Task requirements:
**1.** From the lawyer discipline passage, list every bad choice it says lawyers make during tough times.
**2.** Repeat verbatim from the lawyer discipline passage the stretch from "According to Bulmer, typical" through "not happen again.".
**3.** Answer these questions using the lawyer discipline passage:
(a) According to Bulmer, when does bad lawyering occur?
(b) What example of a regulatory rule is given?
(c) Which two codes does he draw his analogy between?

Page excerpt:

====================

According to Bulmer, typical lawyers are good for most of their careers. Bad lawyering occurs when other life circumstances get out of control: such as when lawyers have money problems, start drinking, or suffer a family crisis. These tough times weaken a lawyer and this is when lawyers make a bad choice to shred evidence, dip into the trust account, or cuss out a judge. When counseling these stressed clients, Bulmer tries to help them identify the larger problems in their lives so that their inappropriate work behavior will not happen again.
According to Bulmer, another reason lawyers get into disciplinary problems is that the attorney ethics rules address regulatory functions as well as moral competency. The two should be separate functions, he says. If you violate a regulatory rule--say a rule about placing your name and phone number on an advertisement--you are charged as if you’ve acted amorally, says Bulmer. We should have different solutions for regulatory violations.
He analogizes this to the criminal code verses the administrative code. “Crooks should be out. But we shouldn’t ruin someone’s reputation and livelihood just because they blundered on some administrative detail. Stealing from a client is a question of moral character; understanding how to operate an IOLTA account as a new attorney might not be.”

====================

Material shown:
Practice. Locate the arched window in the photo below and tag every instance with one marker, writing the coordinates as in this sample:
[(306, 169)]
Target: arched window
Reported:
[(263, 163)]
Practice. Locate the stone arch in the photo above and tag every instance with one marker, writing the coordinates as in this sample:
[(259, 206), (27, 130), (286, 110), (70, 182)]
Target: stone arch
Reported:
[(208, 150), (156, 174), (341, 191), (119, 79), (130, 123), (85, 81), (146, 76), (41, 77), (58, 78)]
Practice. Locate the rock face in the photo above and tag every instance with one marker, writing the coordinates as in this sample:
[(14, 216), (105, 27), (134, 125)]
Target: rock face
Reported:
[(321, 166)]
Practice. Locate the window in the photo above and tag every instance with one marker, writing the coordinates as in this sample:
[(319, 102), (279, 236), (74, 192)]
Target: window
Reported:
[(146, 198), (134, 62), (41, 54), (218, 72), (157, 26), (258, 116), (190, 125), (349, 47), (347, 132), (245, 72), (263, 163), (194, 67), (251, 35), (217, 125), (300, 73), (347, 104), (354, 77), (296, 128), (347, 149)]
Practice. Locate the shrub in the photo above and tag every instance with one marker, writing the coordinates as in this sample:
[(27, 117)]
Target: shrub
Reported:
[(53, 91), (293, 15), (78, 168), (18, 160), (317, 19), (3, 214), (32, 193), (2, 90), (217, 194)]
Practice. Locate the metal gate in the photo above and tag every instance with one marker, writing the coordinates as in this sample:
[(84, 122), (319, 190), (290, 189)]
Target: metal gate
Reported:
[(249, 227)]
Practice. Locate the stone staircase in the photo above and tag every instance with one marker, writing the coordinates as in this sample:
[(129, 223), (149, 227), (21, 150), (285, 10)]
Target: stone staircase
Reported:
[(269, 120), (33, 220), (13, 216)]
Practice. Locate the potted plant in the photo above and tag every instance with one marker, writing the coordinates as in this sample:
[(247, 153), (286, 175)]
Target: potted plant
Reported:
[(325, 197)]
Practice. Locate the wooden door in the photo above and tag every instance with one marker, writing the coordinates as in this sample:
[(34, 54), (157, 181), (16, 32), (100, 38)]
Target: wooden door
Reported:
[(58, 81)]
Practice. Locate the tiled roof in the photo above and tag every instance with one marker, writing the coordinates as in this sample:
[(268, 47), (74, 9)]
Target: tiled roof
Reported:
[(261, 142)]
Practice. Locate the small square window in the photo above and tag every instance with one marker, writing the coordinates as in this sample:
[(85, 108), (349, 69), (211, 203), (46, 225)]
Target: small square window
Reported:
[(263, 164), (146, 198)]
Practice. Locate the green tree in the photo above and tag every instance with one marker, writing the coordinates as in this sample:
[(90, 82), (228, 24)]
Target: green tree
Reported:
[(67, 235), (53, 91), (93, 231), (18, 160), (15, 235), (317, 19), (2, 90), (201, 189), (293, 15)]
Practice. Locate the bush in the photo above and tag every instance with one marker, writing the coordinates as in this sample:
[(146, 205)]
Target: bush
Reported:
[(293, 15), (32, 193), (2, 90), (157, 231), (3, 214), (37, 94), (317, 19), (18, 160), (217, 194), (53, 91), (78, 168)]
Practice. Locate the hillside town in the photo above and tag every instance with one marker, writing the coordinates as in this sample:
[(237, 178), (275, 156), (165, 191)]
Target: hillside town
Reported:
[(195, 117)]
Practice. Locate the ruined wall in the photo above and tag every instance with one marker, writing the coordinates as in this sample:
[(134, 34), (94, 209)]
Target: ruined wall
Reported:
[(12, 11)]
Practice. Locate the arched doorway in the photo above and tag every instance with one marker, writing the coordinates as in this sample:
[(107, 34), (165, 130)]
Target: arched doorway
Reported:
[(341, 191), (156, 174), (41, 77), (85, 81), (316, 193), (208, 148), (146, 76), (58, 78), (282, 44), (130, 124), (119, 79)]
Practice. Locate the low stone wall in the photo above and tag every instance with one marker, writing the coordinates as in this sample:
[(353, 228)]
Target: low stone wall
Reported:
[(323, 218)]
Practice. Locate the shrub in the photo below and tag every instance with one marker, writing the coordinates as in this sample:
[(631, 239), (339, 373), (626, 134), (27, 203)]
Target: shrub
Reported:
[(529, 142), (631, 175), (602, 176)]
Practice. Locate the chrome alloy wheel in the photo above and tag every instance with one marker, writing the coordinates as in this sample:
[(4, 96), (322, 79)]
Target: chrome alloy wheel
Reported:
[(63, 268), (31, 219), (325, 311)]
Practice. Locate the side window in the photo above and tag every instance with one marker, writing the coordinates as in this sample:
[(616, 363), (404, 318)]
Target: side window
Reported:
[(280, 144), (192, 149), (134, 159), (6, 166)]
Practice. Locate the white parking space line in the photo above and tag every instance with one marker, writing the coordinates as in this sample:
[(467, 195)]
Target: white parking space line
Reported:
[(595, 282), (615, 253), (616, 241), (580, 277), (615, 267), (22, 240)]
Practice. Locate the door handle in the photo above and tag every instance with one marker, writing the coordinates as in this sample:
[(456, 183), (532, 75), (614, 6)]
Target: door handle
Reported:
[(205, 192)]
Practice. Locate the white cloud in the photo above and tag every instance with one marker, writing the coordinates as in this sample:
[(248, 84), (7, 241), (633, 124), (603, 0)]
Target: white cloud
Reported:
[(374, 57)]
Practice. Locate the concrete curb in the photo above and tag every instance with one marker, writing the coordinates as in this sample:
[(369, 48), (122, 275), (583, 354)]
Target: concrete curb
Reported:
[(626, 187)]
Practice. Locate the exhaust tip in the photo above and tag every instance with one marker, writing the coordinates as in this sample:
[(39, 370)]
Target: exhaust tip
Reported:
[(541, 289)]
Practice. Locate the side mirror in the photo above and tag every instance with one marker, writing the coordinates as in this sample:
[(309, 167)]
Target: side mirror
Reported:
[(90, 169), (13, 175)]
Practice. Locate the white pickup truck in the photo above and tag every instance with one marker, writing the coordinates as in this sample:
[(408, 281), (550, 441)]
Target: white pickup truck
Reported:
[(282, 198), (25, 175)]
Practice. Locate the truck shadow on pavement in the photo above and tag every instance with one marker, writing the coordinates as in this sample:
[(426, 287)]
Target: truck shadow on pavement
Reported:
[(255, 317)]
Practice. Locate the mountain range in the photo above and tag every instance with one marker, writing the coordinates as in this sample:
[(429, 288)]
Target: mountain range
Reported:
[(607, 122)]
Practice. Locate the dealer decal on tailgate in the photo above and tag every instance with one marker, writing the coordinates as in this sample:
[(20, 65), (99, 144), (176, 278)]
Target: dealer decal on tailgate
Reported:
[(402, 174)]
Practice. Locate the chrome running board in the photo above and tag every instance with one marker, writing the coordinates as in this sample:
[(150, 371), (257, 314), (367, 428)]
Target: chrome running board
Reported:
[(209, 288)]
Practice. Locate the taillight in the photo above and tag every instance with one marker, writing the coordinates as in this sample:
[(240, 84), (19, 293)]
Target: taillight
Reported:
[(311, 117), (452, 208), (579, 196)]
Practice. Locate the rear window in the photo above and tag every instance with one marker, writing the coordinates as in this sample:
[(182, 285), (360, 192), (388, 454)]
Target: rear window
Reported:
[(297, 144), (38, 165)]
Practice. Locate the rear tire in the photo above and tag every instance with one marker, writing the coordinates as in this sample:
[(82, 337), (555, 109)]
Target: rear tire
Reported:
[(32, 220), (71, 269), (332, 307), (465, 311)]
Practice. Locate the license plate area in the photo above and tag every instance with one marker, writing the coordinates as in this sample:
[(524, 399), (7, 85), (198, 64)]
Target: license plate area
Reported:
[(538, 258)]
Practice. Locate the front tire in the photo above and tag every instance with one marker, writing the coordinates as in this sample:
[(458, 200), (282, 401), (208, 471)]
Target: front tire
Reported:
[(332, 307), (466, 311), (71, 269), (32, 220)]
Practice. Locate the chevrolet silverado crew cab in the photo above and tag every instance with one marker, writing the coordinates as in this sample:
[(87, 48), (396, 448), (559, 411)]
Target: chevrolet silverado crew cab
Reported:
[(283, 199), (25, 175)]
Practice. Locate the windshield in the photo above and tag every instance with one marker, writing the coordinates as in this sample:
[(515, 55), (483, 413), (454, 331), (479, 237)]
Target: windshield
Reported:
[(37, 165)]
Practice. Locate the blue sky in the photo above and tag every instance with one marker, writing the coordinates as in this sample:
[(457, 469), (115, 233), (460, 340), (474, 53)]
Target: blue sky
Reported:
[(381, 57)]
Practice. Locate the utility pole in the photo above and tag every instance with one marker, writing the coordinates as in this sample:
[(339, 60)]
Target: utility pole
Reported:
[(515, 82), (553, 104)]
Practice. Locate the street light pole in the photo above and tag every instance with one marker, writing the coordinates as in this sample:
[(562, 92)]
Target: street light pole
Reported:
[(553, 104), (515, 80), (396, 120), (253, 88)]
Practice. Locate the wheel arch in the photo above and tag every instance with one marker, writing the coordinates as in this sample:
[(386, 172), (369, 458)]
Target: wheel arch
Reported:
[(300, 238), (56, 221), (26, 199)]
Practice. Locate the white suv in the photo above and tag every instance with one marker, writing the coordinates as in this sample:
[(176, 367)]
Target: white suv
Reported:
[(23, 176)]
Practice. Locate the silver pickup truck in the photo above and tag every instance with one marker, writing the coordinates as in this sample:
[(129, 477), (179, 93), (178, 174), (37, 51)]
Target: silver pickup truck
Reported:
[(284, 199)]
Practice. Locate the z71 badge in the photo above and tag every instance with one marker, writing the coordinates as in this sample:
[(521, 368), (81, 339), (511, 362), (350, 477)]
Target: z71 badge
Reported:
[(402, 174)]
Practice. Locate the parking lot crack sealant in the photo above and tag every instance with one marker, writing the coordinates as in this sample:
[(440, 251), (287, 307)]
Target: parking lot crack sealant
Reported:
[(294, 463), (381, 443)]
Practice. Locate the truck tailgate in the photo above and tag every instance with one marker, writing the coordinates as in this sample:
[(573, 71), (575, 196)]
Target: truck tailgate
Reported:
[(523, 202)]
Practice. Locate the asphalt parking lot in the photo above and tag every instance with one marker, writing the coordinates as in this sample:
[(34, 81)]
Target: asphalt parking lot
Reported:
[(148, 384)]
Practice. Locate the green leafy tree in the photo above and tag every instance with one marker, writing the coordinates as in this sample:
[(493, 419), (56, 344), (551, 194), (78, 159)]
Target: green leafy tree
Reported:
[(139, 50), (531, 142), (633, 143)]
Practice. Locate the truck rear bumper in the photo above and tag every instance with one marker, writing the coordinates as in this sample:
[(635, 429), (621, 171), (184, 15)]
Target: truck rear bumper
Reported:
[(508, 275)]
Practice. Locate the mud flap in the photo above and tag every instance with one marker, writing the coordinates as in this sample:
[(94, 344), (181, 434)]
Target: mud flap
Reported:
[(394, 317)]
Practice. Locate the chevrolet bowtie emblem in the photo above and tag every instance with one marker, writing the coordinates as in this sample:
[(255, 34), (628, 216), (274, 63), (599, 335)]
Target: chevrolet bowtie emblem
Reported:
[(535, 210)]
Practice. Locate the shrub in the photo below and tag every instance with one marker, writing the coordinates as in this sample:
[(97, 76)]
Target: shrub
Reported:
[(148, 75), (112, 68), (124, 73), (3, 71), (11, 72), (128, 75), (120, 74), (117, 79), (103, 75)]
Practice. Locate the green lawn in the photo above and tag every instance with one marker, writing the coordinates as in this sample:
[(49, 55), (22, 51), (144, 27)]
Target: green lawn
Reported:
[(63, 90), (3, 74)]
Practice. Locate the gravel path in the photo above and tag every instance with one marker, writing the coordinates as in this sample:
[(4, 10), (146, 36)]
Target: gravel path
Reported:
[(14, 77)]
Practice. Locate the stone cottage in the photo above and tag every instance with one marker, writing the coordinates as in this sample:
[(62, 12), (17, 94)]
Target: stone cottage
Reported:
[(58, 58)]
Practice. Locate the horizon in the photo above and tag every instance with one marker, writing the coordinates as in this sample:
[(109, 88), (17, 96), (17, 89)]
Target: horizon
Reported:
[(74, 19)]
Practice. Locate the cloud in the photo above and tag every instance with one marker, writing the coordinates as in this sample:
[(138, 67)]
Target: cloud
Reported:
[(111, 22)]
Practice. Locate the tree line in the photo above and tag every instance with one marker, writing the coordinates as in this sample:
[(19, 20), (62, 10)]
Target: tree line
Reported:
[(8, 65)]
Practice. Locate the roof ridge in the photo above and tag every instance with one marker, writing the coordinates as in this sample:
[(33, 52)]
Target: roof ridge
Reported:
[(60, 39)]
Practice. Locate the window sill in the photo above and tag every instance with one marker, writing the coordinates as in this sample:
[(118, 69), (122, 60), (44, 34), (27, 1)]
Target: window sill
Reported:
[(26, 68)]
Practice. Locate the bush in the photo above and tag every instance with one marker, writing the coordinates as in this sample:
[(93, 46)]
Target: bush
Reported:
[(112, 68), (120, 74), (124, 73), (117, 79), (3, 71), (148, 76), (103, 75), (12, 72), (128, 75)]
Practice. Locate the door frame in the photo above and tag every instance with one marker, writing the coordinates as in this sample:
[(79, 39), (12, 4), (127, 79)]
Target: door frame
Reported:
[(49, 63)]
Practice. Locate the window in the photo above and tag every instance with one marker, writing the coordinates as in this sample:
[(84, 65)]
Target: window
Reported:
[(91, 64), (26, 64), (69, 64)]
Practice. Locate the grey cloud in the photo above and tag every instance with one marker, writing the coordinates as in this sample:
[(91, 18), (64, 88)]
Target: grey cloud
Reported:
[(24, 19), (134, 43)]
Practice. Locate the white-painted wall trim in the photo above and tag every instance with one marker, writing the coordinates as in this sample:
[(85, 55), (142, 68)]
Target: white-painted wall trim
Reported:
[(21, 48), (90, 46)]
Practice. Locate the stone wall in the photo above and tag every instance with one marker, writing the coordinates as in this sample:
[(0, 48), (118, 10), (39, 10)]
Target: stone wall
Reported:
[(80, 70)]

====================

Exercise results:
**1.**
- Shred evidence
- Dip into the trust account
- Cuss out a judge

**2.**
According to Bulmer, typical lawyers are good for most of their careers. Bad lawyering occurs when other life circumstances get out of control: such as when lawyers have money problems, start drinking, or suffer a family crisis. These tough times weaken a lawyer and this is when lawyers make a bad choice to shred evidence, dip into the trust account, or cuss out a judge. When counseling these stressed clients, Bulmer tries to help them identify the larger problems in their lives so that their inappropriate work behavior will not happen again.

**3.**
(a) It occurs when other life circumstances get out of control, such as money problems, drinking, or a family crisis.
(b) A rule about placing your name and phone number on an advertisement.
(c) The criminal code and the administrative code.